>> START Dataset

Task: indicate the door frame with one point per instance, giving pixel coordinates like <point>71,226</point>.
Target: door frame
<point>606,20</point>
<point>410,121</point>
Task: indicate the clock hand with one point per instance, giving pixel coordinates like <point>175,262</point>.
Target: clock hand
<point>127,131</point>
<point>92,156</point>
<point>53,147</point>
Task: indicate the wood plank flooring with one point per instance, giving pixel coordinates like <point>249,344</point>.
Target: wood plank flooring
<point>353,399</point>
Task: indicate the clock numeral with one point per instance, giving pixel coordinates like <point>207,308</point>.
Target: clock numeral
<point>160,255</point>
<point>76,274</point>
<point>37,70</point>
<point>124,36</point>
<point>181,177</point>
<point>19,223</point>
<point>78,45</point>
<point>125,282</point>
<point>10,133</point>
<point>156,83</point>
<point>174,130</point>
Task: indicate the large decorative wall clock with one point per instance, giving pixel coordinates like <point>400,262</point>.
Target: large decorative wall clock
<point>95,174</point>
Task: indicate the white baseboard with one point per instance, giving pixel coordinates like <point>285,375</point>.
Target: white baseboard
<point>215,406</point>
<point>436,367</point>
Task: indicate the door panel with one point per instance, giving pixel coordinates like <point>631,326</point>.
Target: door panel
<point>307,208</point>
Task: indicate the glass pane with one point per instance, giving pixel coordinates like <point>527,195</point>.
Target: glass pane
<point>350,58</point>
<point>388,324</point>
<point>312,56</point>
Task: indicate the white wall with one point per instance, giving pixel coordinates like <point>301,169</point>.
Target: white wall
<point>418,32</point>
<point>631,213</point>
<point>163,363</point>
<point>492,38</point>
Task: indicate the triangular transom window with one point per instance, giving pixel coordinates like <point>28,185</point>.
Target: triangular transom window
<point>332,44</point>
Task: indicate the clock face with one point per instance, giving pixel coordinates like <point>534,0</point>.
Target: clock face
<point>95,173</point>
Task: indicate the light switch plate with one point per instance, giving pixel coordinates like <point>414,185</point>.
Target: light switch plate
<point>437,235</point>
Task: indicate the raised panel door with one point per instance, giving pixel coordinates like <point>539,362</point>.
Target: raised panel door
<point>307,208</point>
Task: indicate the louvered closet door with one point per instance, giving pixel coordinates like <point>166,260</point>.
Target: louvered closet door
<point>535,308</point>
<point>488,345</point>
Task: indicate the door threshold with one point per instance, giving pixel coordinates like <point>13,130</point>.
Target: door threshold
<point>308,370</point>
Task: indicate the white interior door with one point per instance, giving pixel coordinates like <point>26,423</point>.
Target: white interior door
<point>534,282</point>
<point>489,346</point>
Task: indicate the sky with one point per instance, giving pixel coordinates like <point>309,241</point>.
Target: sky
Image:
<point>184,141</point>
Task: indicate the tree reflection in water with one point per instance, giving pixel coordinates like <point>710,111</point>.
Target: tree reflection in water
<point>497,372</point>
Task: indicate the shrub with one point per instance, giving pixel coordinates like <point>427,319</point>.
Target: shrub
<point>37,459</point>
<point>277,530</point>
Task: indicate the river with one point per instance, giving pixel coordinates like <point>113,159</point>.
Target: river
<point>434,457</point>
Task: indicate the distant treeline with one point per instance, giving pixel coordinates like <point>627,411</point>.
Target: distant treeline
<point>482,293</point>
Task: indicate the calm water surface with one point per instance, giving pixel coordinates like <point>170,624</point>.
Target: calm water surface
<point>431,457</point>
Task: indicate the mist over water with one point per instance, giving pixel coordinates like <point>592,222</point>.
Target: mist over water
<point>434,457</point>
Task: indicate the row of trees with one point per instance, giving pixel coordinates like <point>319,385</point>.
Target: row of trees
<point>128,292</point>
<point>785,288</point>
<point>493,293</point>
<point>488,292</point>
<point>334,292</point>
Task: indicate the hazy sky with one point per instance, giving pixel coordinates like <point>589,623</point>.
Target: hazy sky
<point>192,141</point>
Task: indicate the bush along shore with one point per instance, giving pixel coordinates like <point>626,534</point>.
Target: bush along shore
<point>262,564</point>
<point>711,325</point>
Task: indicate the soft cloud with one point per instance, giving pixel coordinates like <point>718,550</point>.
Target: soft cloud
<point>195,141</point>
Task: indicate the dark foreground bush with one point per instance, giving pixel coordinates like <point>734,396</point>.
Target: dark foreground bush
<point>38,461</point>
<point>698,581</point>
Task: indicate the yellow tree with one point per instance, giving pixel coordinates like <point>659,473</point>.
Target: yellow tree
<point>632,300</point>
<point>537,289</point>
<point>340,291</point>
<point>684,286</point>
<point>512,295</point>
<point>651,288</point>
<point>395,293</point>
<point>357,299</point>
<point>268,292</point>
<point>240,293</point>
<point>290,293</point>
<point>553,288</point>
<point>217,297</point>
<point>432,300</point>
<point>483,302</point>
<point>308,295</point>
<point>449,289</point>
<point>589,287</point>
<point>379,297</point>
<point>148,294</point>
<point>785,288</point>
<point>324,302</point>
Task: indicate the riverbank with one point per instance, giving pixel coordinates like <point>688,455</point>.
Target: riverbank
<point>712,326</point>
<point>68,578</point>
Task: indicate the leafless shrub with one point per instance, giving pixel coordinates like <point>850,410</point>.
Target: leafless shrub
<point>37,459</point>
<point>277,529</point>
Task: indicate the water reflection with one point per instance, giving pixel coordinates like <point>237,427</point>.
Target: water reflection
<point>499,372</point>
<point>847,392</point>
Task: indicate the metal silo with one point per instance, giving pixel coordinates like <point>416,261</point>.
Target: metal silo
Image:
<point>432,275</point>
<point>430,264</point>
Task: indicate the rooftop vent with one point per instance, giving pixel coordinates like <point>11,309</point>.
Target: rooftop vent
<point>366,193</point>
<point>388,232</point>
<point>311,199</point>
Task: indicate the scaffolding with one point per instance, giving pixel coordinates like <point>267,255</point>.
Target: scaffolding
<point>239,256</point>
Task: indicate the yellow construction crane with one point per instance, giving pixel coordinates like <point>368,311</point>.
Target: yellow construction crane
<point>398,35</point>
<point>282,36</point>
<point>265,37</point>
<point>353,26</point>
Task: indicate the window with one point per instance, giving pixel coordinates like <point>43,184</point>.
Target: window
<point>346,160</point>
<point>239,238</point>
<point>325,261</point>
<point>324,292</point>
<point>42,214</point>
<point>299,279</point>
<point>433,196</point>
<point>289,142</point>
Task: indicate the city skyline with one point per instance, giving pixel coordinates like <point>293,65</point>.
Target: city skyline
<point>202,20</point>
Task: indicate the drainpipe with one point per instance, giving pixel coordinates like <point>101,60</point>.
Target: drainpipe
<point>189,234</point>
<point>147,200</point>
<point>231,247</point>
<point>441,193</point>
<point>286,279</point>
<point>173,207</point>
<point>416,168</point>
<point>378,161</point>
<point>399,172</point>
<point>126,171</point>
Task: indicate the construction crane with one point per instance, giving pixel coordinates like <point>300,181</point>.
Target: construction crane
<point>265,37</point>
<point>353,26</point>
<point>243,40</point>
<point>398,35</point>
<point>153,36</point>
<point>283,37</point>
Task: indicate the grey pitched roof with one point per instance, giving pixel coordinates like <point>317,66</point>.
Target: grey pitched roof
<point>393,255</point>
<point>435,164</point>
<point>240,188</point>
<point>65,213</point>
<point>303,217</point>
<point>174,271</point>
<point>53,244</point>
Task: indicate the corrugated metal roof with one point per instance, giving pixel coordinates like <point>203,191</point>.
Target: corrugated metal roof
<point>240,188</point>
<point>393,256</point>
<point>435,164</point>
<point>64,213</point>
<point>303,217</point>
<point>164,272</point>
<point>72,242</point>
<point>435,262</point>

>> END Dataset

### Set task
Retype every record above exactly as written.

### Result of the task
Task: indicate the door frame with one point per instance, giving pixel coordinates like <point>71,226</point>.
Target: door frame
<point>606,20</point>
<point>410,121</point>
Task: indicate the clock hand with one point per instance, giving pixel coordinates like <point>175,262</point>.
Target: clock hand
<point>127,131</point>
<point>92,156</point>
<point>53,147</point>
Task: indicate the wood plank flooring with one point per instance, giving pixel coordinates like <point>249,344</point>.
Target: wood plank flooring
<point>353,399</point>
Task: indicate the clock numeral with one point per instance, giving pixel coordinates like <point>207,308</point>.
Target: clock numeral
<point>160,255</point>
<point>76,274</point>
<point>37,70</point>
<point>124,36</point>
<point>181,177</point>
<point>19,223</point>
<point>78,45</point>
<point>125,282</point>
<point>10,133</point>
<point>156,83</point>
<point>174,130</point>
Task: indicate the large decorative wall clock with one point per instance, giving pixel coordinates like <point>400,262</point>.
Target: large decorative wall clock
<point>95,174</point>
Task: indicate the white baseboard with one point per instance, giving pixel coordinates like <point>285,375</point>.
Target: white baseboard
<point>215,406</point>
<point>436,367</point>
Task: indicate the door panel with one point per instance, giving pixel coordinates like <point>631,326</point>.
Target: door panel
<point>307,208</point>
Task: indicate the glass pane with one point per instance, giving pixel coordinates like <point>527,195</point>.
Target: glass pane
<point>350,58</point>
<point>388,324</point>
<point>312,56</point>
Task: indicate the white wall with one point per instance, giving pixel coordinates like <point>301,169</point>.
Target: white wall
<point>418,32</point>
<point>631,213</point>
<point>163,363</point>
<point>492,38</point>
Task: indicate the triangular transom window with one point per instance, giving pixel coordinates like <point>28,185</point>.
Target: triangular transom window
<point>332,44</point>
Task: indicate the clock face with one point per instance, giving pixel coordinates like <point>534,0</point>.
Target: clock face
<point>95,173</point>
Task: indicate the light switch plate with one point per instance, giving pixel coordinates like <point>414,185</point>.
Target: light switch plate
<point>437,235</point>
Task: indicate the raised panel door with one point per instance, giving pixel coordinates like <point>539,362</point>.
Target: raised panel door
<point>307,208</point>
Task: indicate the louvered closet door with one point per instance, giving pixel coordinates like <point>166,260</point>.
Target: louvered closet door
<point>535,308</point>
<point>488,345</point>
Task: indicate the door threshold with one point per instance, giving pixel coordinates like <point>13,130</point>.
Target: door threshold
<point>308,370</point>
Task: indicate the white interior door with one point per instance, giving pixel coordinates like <point>26,423</point>.
Target: white interior door
<point>534,282</point>
<point>489,346</point>
Task: indicate the sky with one point per instance, giving pixel coordinates like <point>309,241</point>.
Target: sky
Image:
<point>184,141</point>
Task: indicate the tree reflection in water with one point per instance, giving pixel coordinates like <point>710,111</point>.
Target: tree reflection in water
<point>497,372</point>
Task: indicate the shrub with one point per instance, giving pixel coordinates like <point>427,319</point>.
Target: shrub
<point>37,459</point>
<point>277,530</point>
Task: indicate the river with one point per instance, giving pixel coordinates like <point>113,159</point>.
Target: river
<point>434,457</point>
Task: indicate the distant treeline with one point per instance, giving pixel coordinates like <point>627,411</point>.
Target: distant treeline
<point>482,293</point>
Task: indicate the calm water surface with one point per instance, giving pixel coordinates like <point>170,624</point>.
Target: calm water surface
<point>431,457</point>
Task: indicate the mist over water with one point per instance, giving pixel coordinates like <point>592,222</point>.
Target: mist over water
<point>434,457</point>
Task: indicate the row of trees with one point per instance, giving pixel coordinates like <point>319,385</point>.
Target: row of trees
<point>128,292</point>
<point>785,288</point>
<point>493,293</point>
<point>488,292</point>
<point>334,292</point>
Task: indicate the hazy sky with one point per instance, giving pixel coordinates like <point>589,623</point>.
Target: hazy sky
<point>192,141</point>
Task: indicate the bush along shore with one point per instance, giving pixel coordinates like <point>626,534</point>.
Target: bush along shore
<point>262,564</point>
<point>711,325</point>
Task: indicate the soft cloud with one point per instance, giving pixel coordinates like <point>718,550</point>.
Target: soft cloud
<point>195,141</point>
Task: indicate the dark foreground bush with one point per instance, giving pixel coordinates like <point>734,396</point>.
Target: dark foreground bush
<point>38,461</point>
<point>698,581</point>
Task: indicate the yellow tree with one point per instance, giving pixel coordinates like <point>659,473</point>.
Target: yellow tree
<point>632,300</point>
<point>537,289</point>
<point>340,291</point>
<point>684,286</point>
<point>512,295</point>
<point>651,288</point>
<point>395,293</point>
<point>357,299</point>
<point>268,292</point>
<point>240,293</point>
<point>290,293</point>
<point>553,288</point>
<point>217,297</point>
<point>432,300</point>
<point>483,302</point>
<point>308,295</point>
<point>449,289</point>
<point>589,287</point>
<point>379,297</point>
<point>148,294</point>
<point>785,288</point>
<point>324,302</point>
Task: indicate the riverbank with one point per instance, giving pixel coordinates like <point>688,455</point>.
Target: riverbank
<point>712,326</point>
<point>68,578</point>
Task: indicate the leafless shrub with one point per instance, giving pixel coordinates like <point>850,410</point>.
Target: leafless shrub
<point>37,459</point>
<point>277,529</point>
Task: indicate the water reflection with one point per instance, giving pixel coordinates like <point>237,427</point>.
Target: water reflection
<point>499,372</point>
<point>847,392</point>
Task: indicate the metal silo with one point per instance, giving pixel coordinates like <point>416,261</point>.
Target: metal silo
Image:
<point>432,275</point>
<point>430,264</point>
Task: indicate the rooftop vent with one point per instance, giving pixel coordinates like <point>11,309</point>.
Target: rooftop vent
<point>366,193</point>
<point>388,232</point>
<point>311,199</point>
Task: indicate the scaffolding with one point per instance, giving pixel coordinates like <point>267,255</point>.
Target: scaffolding
<point>239,256</point>
Task: indicate the yellow construction crane with one point per instance, giving pixel coordinates like <point>368,311</point>.
Target: yellow construction crane
<point>398,35</point>
<point>282,36</point>
<point>265,37</point>
<point>353,26</point>
Task: indicate the window with one point per instance, giving pixel coordinates like <point>43,184</point>.
Target: window
<point>346,160</point>
<point>239,238</point>
<point>325,261</point>
<point>324,292</point>
<point>42,214</point>
<point>299,279</point>
<point>433,196</point>
<point>289,142</point>
Task: indicate the city skyline with one point per instance, giving pixel coordinates like <point>293,65</point>.
Target: city skyline
<point>202,20</point>
Task: indicate the drainpipe with one point per instance, giving pixel coordinates like <point>101,60</point>.
Target: drainpipe
<point>189,234</point>
<point>147,200</point>
<point>231,247</point>
<point>441,193</point>
<point>286,279</point>
<point>173,207</point>
<point>416,168</point>
<point>378,161</point>
<point>399,172</point>
<point>126,171</point>
Task: indicate the construction crane with one point per instance, giving pixel coordinates like <point>300,181</point>.
Target: construction crane
<point>265,37</point>
<point>353,26</point>
<point>243,40</point>
<point>398,35</point>
<point>153,36</point>
<point>283,37</point>
Task: indicate the grey pitched roof with one point per instance, giving pixel coordinates like <point>317,66</point>.
Target: grey pitched roof
<point>393,255</point>
<point>435,164</point>
<point>240,188</point>
<point>65,213</point>
<point>303,217</point>
<point>174,271</point>
<point>53,244</point>
Task: indicate the corrugated metal roof with one point per instance, giving pixel coordinates like <point>203,191</point>.
Target: corrugated metal roof
<point>240,188</point>
<point>393,256</point>
<point>435,164</point>
<point>64,213</point>
<point>303,217</point>
<point>164,272</point>
<point>72,242</point>
<point>435,262</point>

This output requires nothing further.